---- Document excerpt
Happy holidays!

by K.W. Leslie, 27 November 2023

In the United States it’s the holiday season. As soon as Halloween is over, out come the Christmas sales, and people start putting mint in everything. You know what we’re ramping up towards.

Javascript isn’t working this Christmas!

Some elf overdid it on the sugar.

I get why the holidays bug people. It’s the commercialism. The merchandising. The obligatory traditions which hold no more meaning for you. The mandatory functions which aren’t any fun, like the Christmas pageants where you gotta watch kids and earnest church members, who have no business singing in public, charitably permitted to nonetheless sing in public. Or the naked, unadulterated greed which sucks the soul out of this time of year.

It’s why I advise Christians to redirect our attention to Advent, the four weeks before Jesus’s nativity. Eastern churches start it even earlier, 40 days before Christmas, and make a fast of it, like Lent. Which you could do, if you’re into fasting; I’m not. But Advent’s purpose isn’t to deprive ourselves so Christmas seems way better by comparison. Nor is it to ramp up the pressure to make ready for a super-blowout Christmas Day. Properly it’s the time to set our eyes on Jesus. He came once before… and he’s coming back again.

Merry Xmas!

In the United States we turn the holidays into a massive end-of-the-year thing. Christmas of course. Plus Thanksgiving in November (true for Canada too, though they have theirs earlier in the month). Plus New Year’s Day in January. Plus Hanukkah for the Jews, and Kwanzaa to celebrate Black Jesus’s birthday. (KIDDING. Laugh with me.)
--------
▸ What you have to do
Write the next part of the blog post about the holiday season and Advent, picking up after its final sentence. The material after this post is unrelated to it.
---- Recorded data
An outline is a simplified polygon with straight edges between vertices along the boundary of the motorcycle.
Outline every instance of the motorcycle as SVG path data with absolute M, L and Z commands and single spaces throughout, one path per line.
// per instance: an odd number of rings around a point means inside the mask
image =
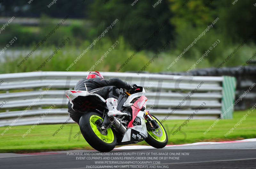
M 168 140 L 160 121 L 146 110 L 145 92 L 135 85 L 127 91 L 119 89 L 117 109 L 127 114 L 109 117 L 106 101 L 87 91 L 67 90 L 65 94 L 72 109 L 83 113 L 79 122 L 81 133 L 88 143 L 100 152 L 112 150 L 116 145 L 137 143 L 145 140 L 150 145 L 162 148 Z

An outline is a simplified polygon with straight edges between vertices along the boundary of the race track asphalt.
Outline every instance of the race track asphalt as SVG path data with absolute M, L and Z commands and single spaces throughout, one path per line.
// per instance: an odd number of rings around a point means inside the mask
M 212 143 L 161 149 L 127 146 L 107 155 L 82 150 L 0 153 L 0 168 L 256 168 L 256 141 Z

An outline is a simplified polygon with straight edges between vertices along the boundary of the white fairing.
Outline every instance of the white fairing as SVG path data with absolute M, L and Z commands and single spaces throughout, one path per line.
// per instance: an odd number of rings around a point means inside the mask
M 86 96 L 90 95 L 94 95 L 97 96 L 102 102 L 106 102 L 106 100 L 98 94 L 90 93 L 87 91 L 83 90 L 67 90 L 65 92 L 65 95 L 70 101 L 72 101 L 78 96 Z
M 143 112 L 143 112 L 141 111 L 140 111 Z M 138 115 L 139 115 L 139 114 L 138 114 Z M 143 115 L 142 115 L 142 116 L 143 116 Z M 140 119 L 141 125 L 137 125 L 131 128 L 128 129 L 125 132 L 125 134 L 124 134 L 124 137 L 123 138 L 122 142 L 125 142 L 126 141 L 131 141 L 131 132 L 132 129 L 139 132 L 140 134 L 141 135 L 144 135 L 146 138 L 148 137 L 148 132 L 147 132 L 147 127 L 146 127 L 146 123 L 145 120 L 144 119 L 144 118 L 142 118 L 140 117 Z
M 125 101 L 125 102 L 124 103 L 124 104 L 123 104 L 123 105 L 125 107 L 127 107 L 131 106 L 132 105 L 132 103 L 130 103 L 133 100 L 138 97 L 145 96 L 145 94 L 146 92 L 144 89 L 144 88 L 142 88 L 142 92 L 132 94 L 128 96 L 128 98 L 127 98 L 127 100 Z

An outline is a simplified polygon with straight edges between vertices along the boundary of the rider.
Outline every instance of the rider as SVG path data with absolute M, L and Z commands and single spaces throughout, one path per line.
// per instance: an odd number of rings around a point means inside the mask
M 109 116 L 126 114 L 116 109 L 117 98 L 119 95 L 119 88 L 130 90 L 133 88 L 132 85 L 118 78 L 113 78 L 109 80 L 104 79 L 102 75 L 97 71 L 90 72 L 86 79 L 83 79 L 78 81 L 74 90 L 88 91 L 89 93 L 98 94 L 106 100 L 108 109 L 108 115 Z M 69 116 L 79 124 L 80 117 L 83 114 L 74 110 L 69 102 L 68 104 Z

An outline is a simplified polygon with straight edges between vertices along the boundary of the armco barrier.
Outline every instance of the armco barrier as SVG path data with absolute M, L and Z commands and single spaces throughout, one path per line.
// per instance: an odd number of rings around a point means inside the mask
M 143 86 L 148 99 L 147 109 L 150 108 L 150 112 L 160 119 L 166 117 L 202 82 L 196 91 L 168 119 L 187 118 L 203 102 L 205 105 L 196 114 L 194 118 L 215 119 L 229 107 L 234 99 L 231 91 L 234 91 L 235 80 L 231 77 L 102 73 L 106 79 L 117 77 L 129 83 Z M 0 74 L 0 81 L 4 82 L 0 86 L 0 103 L 4 101 L 6 103 L 0 108 L 0 111 L 5 111 L 0 113 L 0 126 L 10 125 L 12 123 L 13 125 L 33 124 L 52 104 L 56 105 L 55 108 L 39 123 L 64 123 L 68 118 L 68 100 L 64 92 L 66 90 L 73 89 L 78 81 L 85 78 L 86 74 L 81 72 L 38 72 Z M 227 80 L 225 80 L 227 78 Z M 52 86 L 49 90 L 34 102 L 51 84 Z M 30 107 L 33 102 L 33 106 Z M 27 111 L 22 113 L 26 108 Z M 223 118 L 231 118 L 232 112 L 233 109 Z

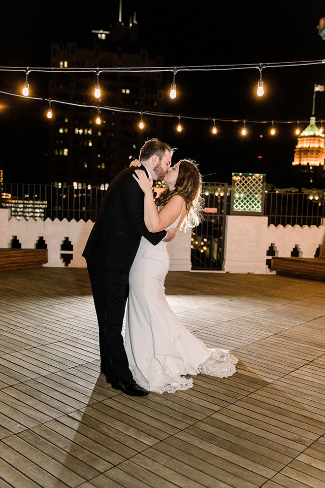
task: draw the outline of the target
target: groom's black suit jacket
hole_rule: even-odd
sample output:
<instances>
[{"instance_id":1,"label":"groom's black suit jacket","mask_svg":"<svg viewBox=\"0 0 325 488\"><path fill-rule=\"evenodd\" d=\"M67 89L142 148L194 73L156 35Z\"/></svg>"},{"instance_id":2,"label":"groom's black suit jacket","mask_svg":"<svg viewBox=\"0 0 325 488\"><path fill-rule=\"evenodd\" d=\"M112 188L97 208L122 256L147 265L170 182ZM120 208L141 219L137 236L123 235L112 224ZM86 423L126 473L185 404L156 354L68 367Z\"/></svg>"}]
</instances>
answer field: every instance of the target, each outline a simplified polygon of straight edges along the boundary
<instances>
[{"instance_id":1,"label":"groom's black suit jacket","mask_svg":"<svg viewBox=\"0 0 325 488\"><path fill-rule=\"evenodd\" d=\"M144 194L132 175L134 166L113 180L82 255L87 260L129 273L143 236L156 245L166 231L149 232L143 219ZM148 173L143 166L140 169Z\"/></svg>"}]
</instances>

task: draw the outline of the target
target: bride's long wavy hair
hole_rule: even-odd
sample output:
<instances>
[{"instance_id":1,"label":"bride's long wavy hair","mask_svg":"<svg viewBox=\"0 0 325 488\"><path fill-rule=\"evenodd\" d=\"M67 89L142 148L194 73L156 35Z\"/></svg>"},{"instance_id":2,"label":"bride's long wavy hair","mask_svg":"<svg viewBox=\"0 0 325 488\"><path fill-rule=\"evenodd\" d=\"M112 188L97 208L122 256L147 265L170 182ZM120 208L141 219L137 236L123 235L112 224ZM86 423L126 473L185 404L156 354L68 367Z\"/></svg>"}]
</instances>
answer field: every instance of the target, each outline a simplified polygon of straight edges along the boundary
<instances>
[{"instance_id":1,"label":"bride's long wavy hair","mask_svg":"<svg viewBox=\"0 0 325 488\"><path fill-rule=\"evenodd\" d=\"M174 195L180 195L184 199L187 209L181 227L185 225L185 229L193 228L203 220L201 214L203 209L202 177L195 161L181 159L179 163L175 189L171 191L167 188L156 199L156 205L161 208Z\"/></svg>"}]
</instances>

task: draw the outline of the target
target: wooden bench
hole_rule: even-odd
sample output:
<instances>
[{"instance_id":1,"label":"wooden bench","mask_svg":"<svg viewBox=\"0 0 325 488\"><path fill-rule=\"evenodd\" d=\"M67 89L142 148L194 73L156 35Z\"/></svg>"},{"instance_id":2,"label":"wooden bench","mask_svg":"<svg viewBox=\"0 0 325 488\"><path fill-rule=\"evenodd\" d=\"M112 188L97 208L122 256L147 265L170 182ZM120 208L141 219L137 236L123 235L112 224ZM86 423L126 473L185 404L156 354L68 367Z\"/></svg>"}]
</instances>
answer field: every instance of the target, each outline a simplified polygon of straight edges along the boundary
<instances>
[{"instance_id":1,"label":"wooden bench","mask_svg":"<svg viewBox=\"0 0 325 488\"><path fill-rule=\"evenodd\" d=\"M319 257L273 256L271 260L271 269L276 271L277 275L325 281L325 234Z\"/></svg>"},{"instance_id":2,"label":"wooden bench","mask_svg":"<svg viewBox=\"0 0 325 488\"><path fill-rule=\"evenodd\" d=\"M0 271L39 268L47 261L47 249L0 248Z\"/></svg>"},{"instance_id":3,"label":"wooden bench","mask_svg":"<svg viewBox=\"0 0 325 488\"><path fill-rule=\"evenodd\" d=\"M271 261L271 269L276 271L277 275L325 281L324 258L273 257Z\"/></svg>"}]
</instances>

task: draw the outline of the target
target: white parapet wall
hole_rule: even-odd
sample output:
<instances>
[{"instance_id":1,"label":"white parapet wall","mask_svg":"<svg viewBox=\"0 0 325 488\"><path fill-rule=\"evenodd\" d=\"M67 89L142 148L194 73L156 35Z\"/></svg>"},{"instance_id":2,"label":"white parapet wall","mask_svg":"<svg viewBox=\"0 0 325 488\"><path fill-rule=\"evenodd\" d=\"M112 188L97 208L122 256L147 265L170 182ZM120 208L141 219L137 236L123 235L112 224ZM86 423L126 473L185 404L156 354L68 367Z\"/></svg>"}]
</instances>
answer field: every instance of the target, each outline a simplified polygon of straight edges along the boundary
<instances>
[{"instance_id":1,"label":"white parapet wall","mask_svg":"<svg viewBox=\"0 0 325 488\"><path fill-rule=\"evenodd\" d=\"M22 248L34 249L36 242L42 237L48 251L48 262L44 266L64 267L65 265L61 255L70 254L72 258L69 267L84 268L86 261L81 254L93 225L91 220L17 220L11 217L9 209L0 209L0 247L11 247L12 239L16 236ZM190 232L179 230L174 240L169 243L171 271L191 269L191 237ZM73 246L72 251L61 250L66 238Z\"/></svg>"},{"instance_id":2,"label":"white parapet wall","mask_svg":"<svg viewBox=\"0 0 325 488\"><path fill-rule=\"evenodd\" d=\"M324 222L323 222L324 223ZM267 225L267 217L227 215L224 269L231 273L269 272L267 252L289 257L294 247L301 257L314 257L322 244L325 227ZM297 247L296 247L297 246Z\"/></svg>"}]
</instances>

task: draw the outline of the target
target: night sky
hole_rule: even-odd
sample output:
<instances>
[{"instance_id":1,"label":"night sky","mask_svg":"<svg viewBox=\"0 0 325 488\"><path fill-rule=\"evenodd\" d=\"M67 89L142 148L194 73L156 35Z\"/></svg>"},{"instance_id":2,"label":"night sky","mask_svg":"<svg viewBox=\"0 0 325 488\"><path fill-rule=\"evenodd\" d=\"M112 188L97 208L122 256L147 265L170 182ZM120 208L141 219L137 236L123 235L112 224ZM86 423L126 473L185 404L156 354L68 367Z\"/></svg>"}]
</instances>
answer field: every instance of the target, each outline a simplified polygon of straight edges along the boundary
<instances>
[{"instance_id":1,"label":"night sky","mask_svg":"<svg viewBox=\"0 0 325 488\"><path fill-rule=\"evenodd\" d=\"M252 5L252 3L253 4ZM49 66L50 45L76 41L87 45L92 30L109 30L118 20L118 0L83 2L1 1L0 54L4 66ZM325 16L325 2L286 0L245 2L237 0L123 0L123 19L136 12L141 40L162 54L166 66L251 64L320 60L325 41L316 29ZM325 84L324 65L265 68L265 93L256 92L258 70L178 73L177 97L167 97L168 112L246 120L308 120L314 83ZM47 75L31 73L34 93L47 97ZM24 75L0 73L0 89L18 93ZM171 73L164 77L169 93ZM325 92L316 94L316 115L325 120ZM103 101L114 105L113 101ZM47 183L47 147L44 103L0 95L0 167L6 181ZM178 148L176 162L191 157L206 180L230 182L232 172L261 173L266 182L291 185L290 172L296 137L295 126L164 119L157 136ZM150 120L148 120L150 123ZM302 129L307 123L300 125ZM261 138L260 136L262 136ZM144 134L144 141L146 135ZM259 158L261 156L261 158Z\"/></svg>"}]
</instances>

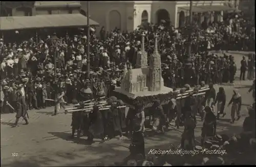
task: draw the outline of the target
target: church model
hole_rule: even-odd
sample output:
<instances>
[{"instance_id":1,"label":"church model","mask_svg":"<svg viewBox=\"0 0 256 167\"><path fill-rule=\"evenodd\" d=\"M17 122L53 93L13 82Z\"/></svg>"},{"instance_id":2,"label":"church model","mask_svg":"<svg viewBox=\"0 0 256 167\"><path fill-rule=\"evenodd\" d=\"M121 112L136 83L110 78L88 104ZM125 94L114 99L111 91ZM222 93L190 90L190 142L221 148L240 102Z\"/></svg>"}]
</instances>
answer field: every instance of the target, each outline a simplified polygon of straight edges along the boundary
<instances>
[{"instance_id":1,"label":"church model","mask_svg":"<svg viewBox=\"0 0 256 167\"><path fill-rule=\"evenodd\" d=\"M142 34L141 51L138 53L136 68L132 69L130 66L127 69L125 64L121 87L115 89L115 91L132 98L173 91L173 89L164 86L161 56L158 51L158 36L155 36L155 51L150 57L149 66L147 53L144 49L144 36L145 35Z\"/></svg>"}]
</instances>

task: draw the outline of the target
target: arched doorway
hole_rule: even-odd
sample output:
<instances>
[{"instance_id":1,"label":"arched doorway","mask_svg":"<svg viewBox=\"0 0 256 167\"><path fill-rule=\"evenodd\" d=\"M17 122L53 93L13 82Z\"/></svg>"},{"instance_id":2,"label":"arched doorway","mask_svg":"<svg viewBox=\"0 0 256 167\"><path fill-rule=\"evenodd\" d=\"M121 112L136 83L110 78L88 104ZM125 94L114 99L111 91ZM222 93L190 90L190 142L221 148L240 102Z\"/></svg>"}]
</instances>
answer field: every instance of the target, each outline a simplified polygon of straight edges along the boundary
<instances>
[{"instance_id":1,"label":"arched doorway","mask_svg":"<svg viewBox=\"0 0 256 167\"><path fill-rule=\"evenodd\" d=\"M1 6L1 17L8 17L12 16L12 10L11 8L5 7L2 6Z\"/></svg>"},{"instance_id":2,"label":"arched doorway","mask_svg":"<svg viewBox=\"0 0 256 167\"><path fill-rule=\"evenodd\" d=\"M148 22L148 14L146 10L144 10L141 14L141 23L142 24L147 22Z\"/></svg>"},{"instance_id":3,"label":"arched doorway","mask_svg":"<svg viewBox=\"0 0 256 167\"><path fill-rule=\"evenodd\" d=\"M86 11L84 11L83 10L80 10L80 13L81 14L82 14L83 15L84 15L84 16L87 16L87 14L86 14Z\"/></svg>"},{"instance_id":4,"label":"arched doorway","mask_svg":"<svg viewBox=\"0 0 256 167\"><path fill-rule=\"evenodd\" d=\"M180 12L179 16L179 27L182 28L185 26L185 13L183 11Z\"/></svg>"},{"instance_id":5,"label":"arched doorway","mask_svg":"<svg viewBox=\"0 0 256 167\"><path fill-rule=\"evenodd\" d=\"M166 22L169 22L170 20L170 15L169 12L165 9L159 9L156 12L157 21L158 23L160 23L161 20L165 20Z\"/></svg>"},{"instance_id":6,"label":"arched doorway","mask_svg":"<svg viewBox=\"0 0 256 167\"><path fill-rule=\"evenodd\" d=\"M32 15L32 8L31 8L25 7L17 8L16 8L16 12L19 14L18 15L25 16L31 16Z\"/></svg>"},{"instance_id":7,"label":"arched doorway","mask_svg":"<svg viewBox=\"0 0 256 167\"><path fill-rule=\"evenodd\" d=\"M121 29L121 14L117 10L112 10L109 14L110 31Z\"/></svg>"}]
</instances>

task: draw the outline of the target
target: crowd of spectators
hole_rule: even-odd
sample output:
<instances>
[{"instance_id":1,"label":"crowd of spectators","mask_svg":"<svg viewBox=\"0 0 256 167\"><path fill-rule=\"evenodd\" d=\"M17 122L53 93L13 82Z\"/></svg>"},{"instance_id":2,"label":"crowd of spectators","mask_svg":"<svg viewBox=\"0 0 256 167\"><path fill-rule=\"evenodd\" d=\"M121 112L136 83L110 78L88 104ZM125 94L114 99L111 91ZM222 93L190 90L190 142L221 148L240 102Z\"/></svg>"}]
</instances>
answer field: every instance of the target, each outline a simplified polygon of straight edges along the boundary
<instances>
[{"instance_id":1,"label":"crowd of spectators","mask_svg":"<svg viewBox=\"0 0 256 167\"><path fill-rule=\"evenodd\" d=\"M155 35L159 35L158 51L163 63L163 78L165 85L174 88L186 83L198 84L203 81L206 83L232 83L237 70L232 55L225 53L220 57L209 51L254 51L254 27L238 15L229 21L188 29L191 29L186 26L175 29L162 21L156 25L144 23L130 33L117 29L108 32L102 27L97 37L96 28L92 29L90 76L94 94L97 96L100 91L99 89L103 89L108 96L111 85L120 86L124 63L128 66L136 64L142 33L146 34L145 48L148 55L154 52ZM190 55L189 34L192 39ZM32 37L12 43L6 43L4 38L0 39L1 108L4 109L1 112L10 112L7 111L10 109L6 102L15 105L15 90L20 83L26 88L26 100L30 109L51 106L45 99L55 98L55 87L60 82L66 89L66 101L71 103L76 99L79 101L79 93L75 90L86 86L85 81L88 79L88 37L81 32L62 37L54 33L46 39L39 36L37 39ZM254 62L253 55L249 60ZM248 77L250 79L252 77L253 75Z\"/></svg>"}]
</instances>

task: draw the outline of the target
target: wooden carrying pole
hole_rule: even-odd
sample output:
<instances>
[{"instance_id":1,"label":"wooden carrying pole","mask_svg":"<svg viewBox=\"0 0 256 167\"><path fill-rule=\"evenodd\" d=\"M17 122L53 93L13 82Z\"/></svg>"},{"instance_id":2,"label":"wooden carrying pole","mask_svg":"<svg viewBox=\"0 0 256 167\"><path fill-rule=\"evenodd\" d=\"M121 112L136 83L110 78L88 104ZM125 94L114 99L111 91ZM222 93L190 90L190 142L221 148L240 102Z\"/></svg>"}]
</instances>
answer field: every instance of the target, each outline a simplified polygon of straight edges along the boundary
<instances>
[{"instance_id":1,"label":"wooden carrying pole","mask_svg":"<svg viewBox=\"0 0 256 167\"><path fill-rule=\"evenodd\" d=\"M111 106L106 106L105 107L107 107L106 108L99 108L99 110L109 110L110 109L110 107ZM126 106L120 106L120 107L117 107L117 108L124 108L126 107ZM68 111L68 112L77 112L77 111L85 111L85 112L90 112L92 111L93 109L93 108L82 108L82 109L77 109L77 110L69 110Z\"/></svg>"}]
</instances>

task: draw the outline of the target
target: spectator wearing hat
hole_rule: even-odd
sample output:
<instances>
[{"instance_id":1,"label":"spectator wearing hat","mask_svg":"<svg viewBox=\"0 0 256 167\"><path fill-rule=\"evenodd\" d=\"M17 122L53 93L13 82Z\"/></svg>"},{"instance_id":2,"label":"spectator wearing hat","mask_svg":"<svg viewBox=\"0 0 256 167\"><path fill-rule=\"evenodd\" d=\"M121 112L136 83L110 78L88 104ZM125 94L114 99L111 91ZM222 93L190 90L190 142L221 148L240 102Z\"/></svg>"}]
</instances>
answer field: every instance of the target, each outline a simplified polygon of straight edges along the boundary
<instances>
[{"instance_id":1,"label":"spectator wearing hat","mask_svg":"<svg viewBox=\"0 0 256 167\"><path fill-rule=\"evenodd\" d=\"M36 96L36 91L34 81L30 79L27 84L27 94L28 106L30 110L31 110L32 106L36 109L39 109L37 106L37 100Z\"/></svg>"},{"instance_id":2,"label":"spectator wearing hat","mask_svg":"<svg viewBox=\"0 0 256 167\"><path fill-rule=\"evenodd\" d=\"M18 90L17 91L17 105L16 108L16 121L13 125L13 127L16 127L18 124L18 120L20 117L23 117L26 122L26 125L28 125L29 122L27 118L27 104L25 102L25 99L23 98L23 93L22 92L22 88L23 87L23 84L19 84L18 86Z\"/></svg>"},{"instance_id":3,"label":"spectator wearing hat","mask_svg":"<svg viewBox=\"0 0 256 167\"><path fill-rule=\"evenodd\" d=\"M6 60L6 68L7 71L7 76L11 76L13 73L13 65L14 61L12 59L12 56L9 55L7 56L7 60Z\"/></svg>"},{"instance_id":4,"label":"spectator wearing hat","mask_svg":"<svg viewBox=\"0 0 256 167\"><path fill-rule=\"evenodd\" d=\"M70 58L66 62L65 69L70 69L71 68L71 69L73 68L73 60L72 58Z\"/></svg>"},{"instance_id":5,"label":"spectator wearing hat","mask_svg":"<svg viewBox=\"0 0 256 167\"><path fill-rule=\"evenodd\" d=\"M18 63L18 69L26 69L27 68L27 62L28 61L28 59L26 59L24 55L21 55Z\"/></svg>"},{"instance_id":6,"label":"spectator wearing hat","mask_svg":"<svg viewBox=\"0 0 256 167\"><path fill-rule=\"evenodd\" d=\"M6 58L4 58L1 63L1 77L2 78L5 78L7 76L7 71L6 71Z\"/></svg>"},{"instance_id":7,"label":"spectator wearing hat","mask_svg":"<svg viewBox=\"0 0 256 167\"><path fill-rule=\"evenodd\" d=\"M51 85L51 83L48 82L46 84L46 91L47 92L47 98L49 99L54 99L55 90ZM54 105L53 103L51 101L46 101L46 105L47 107L51 107Z\"/></svg>"},{"instance_id":8,"label":"spectator wearing hat","mask_svg":"<svg viewBox=\"0 0 256 167\"><path fill-rule=\"evenodd\" d=\"M46 99L48 98L47 90L46 89L46 84L43 84L42 85L42 108L46 108Z\"/></svg>"},{"instance_id":9,"label":"spectator wearing hat","mask_svg":"<svg viewBox=\"0 0 256 167\"><path fill-rule=\"evenodd\" d=\"M36 100L37 100L37 107L39 109L42 108L42 85L41 84L41 79L37 77L36 78L36 81L35 84L35 92L36 96Z\"/></svg>"}]
</instances>

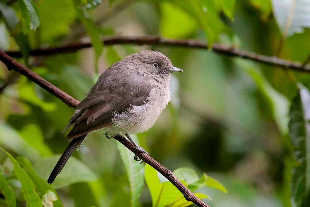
--------
▸ Result below
Most of the focus—particularly when it comes to shopping and music and holiday specials—is Christmas. Stands to reason; most Americans consider ourselves Christian. But not every Christian celebrates Christmas. Till the mid-1800s, Christmas was considered a Catholic holiday, so anti-Catholic Protestants rejected it. Times have certainly changed: Merchants heavily promote Christmas. Particularly the gift-giving, and the spice-flavored food and drinks, and the minty treats. Some businesses depend on Christmas shopping to put their ledgers in the black.

Inevitably some stores put up a “Happy holidays” sign. Stands to reason; we’re not just doing Christmas. But in recent years certain Christian jerks have decided this isn’t acceptable. The holidays center on Christmas; how dare merchants downplay Christmas? So they’ve started a “War on Christmas”—which of course they blame the merchants, and our secular society, for provoking. If anyone dares not acknowledge Christmas in the way they want, they throw a tantrum.

The word Xmas makes some of ’em xtra-crazy. I don’t know what moron first came up with the idea Xmas “takes Christ out of Christmas.” Clearly someone who knows neither Christian history nor Greek: The title Christ comes from hrío/“anoint, smear, rub on,” as does our word christen. One who got this done to them is a hristós/“anointed one,” which is a Greek translation of mešiakh/“Messiah, king.” Anyway, in Greek letters hristós is spelled Χριστός, which is why we see the monogram , representing Χρ, in many churches. Including many ancient manuscripts of the New Testament, as an abbreviation for Christ. (Or just the Χ.) It’s not our Latin letter X. It’s the Greek letter chi.

Xmas isn’t pronounced “ex-mas,” but “Christmas,” same as if it’s spelled out. Feel free to correct everyone who mispronounces it. Feel free to also correct those people who think we took Christ out of it: Christ is still right there, because he’s who the Χ stands for. And warn your culture-warrior friends, ’cause their ignorance is making them look stupid.

The culture war is about politics, not Christ.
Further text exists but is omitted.